BEGIN Material provided

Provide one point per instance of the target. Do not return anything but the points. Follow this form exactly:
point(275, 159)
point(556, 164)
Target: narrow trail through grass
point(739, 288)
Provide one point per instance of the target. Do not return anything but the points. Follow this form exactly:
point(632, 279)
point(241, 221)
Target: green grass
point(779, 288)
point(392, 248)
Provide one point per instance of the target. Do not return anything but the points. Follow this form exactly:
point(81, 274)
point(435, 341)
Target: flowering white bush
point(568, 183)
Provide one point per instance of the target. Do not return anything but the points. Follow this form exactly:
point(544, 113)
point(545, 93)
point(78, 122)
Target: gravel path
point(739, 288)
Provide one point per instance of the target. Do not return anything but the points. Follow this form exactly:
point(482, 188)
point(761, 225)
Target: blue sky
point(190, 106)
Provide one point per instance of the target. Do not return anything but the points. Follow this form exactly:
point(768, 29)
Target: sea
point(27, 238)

END Material provided
BEGIN Material provided

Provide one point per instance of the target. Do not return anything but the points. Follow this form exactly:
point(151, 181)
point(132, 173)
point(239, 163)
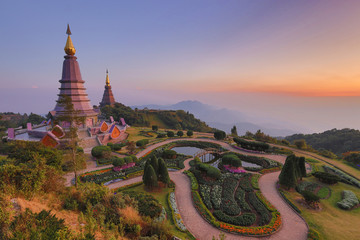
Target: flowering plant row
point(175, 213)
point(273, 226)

END Material provided

§ **Action item**: Restate word for word only the lines above from the line containing "point(241, 221)" to the line containing "point(761, 225)", both of them included.

§ **Output below**:
point(241, 221)
Target: green grass
point(779, 288)
point(392, 248)
Provide one point per instance of the target. Do not return anything but the points. Follow this form exactly:
point(81, 274)
point(435, 341)
Target: flowering white bush
point(568, 183)
Provide one point per instance of the target. Do not return anything but the points. Follow this form exactly:
point(544, 113)
point(545, 93)
point(78, 122)
Target: gravel path
point(739, 288)
Provide one point per instance of the target. Do not return anything but the points. Follow this form exactly:
point(482, 188)
point(761, 225)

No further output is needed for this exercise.